Reproduce the records below exactly as they appear.

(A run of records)
····················
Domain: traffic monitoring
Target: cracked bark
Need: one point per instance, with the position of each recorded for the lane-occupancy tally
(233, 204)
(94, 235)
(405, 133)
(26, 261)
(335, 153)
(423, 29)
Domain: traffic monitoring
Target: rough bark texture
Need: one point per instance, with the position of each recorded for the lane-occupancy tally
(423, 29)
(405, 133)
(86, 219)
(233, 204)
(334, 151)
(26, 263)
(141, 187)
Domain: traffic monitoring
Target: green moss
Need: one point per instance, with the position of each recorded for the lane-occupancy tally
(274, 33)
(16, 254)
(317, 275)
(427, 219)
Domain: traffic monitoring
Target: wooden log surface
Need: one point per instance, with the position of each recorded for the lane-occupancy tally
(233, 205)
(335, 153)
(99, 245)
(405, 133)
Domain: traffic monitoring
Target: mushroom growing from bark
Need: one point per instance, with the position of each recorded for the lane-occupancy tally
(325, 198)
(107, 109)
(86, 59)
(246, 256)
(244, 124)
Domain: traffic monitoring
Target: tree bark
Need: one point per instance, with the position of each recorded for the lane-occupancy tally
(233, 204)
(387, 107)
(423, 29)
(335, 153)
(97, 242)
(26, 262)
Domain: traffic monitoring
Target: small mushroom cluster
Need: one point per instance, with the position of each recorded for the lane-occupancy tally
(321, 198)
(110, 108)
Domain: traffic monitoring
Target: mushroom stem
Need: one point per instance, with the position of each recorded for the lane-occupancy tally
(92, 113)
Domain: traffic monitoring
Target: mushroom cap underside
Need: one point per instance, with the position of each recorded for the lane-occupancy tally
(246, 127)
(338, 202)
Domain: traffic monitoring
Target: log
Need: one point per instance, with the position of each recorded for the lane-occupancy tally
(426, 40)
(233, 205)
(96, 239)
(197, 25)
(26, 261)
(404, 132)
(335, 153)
····················
Written response:
Domain: traffic monitoring
Target: cracked bark
Need: one point per instance, with the position of each recorded for the lane-occupancy tally
(233, 204)
(94, 235)
(405, 133)
(26, 261)
(335, 153)
(423, 29)
Domain: traffic monitoring
Target: rough bark texture
Need: one point per instance, with the position of each recorded for the lane-occupancy tally
(423, 29)
(405, 133)
(86, 219)
(233, 204)
(334, 151)
(26, 263)
(141, 187)
Domain: traffic monitoring
Target: green moss
Need: one point per instance, with the position of each recorded for the lane-occupancy tally
(274, 33)
(16, 254)
(317, 275)
(427, 219)
Domain: traffic monitoring
Target: wooden log surface
Need: one point per instance, with the position of each recorded for the lane-occupancy tally
(233, 205)
(335, 153)
(99, 245)
(405, 133)
Domain: traffic monitoring
Target: mushroom growing from bark
Need: one point per instance, with the position of each recorded for the lane-occupancy tally
(325, 198)
(107, 109)
(86, 59)
(246, 256)
(244, 124)
Domain: traffic monitoring
Target: tree bark
Need: one point per instance, with the position of each recorded for the lane-occupancy tally
(233, 204)
(387, 107)
(423, 29)
(335, 153)
(97, 242)
(26, 262)
Domain: traffic monitoring
Target: small mushroom cluster
Need: one point per instance, with the position of each recorded for the lane-occupancy tally
(321, 198)
(110, 108)
Domain: traffic monitoring
Target: mushroom stem
Need: one point per instance, with the position of each recorded for the lane-occupancy tally
(92, 113)
Domain: traffic monitoring
Target: mushroom cap underside
Need: one point per instance, with the position of each recorded for the lane-occupancy tally
(246, 127)
(338, 202)
Domain: traffic monitoring
Target: log
Need: one point per instance, with the position of each recorded for the lane-occupancy tally
(426, 40)
(233, 205)
(96, 239)
(197, 25)
(26, 261)
(404, 132)
(335, 153)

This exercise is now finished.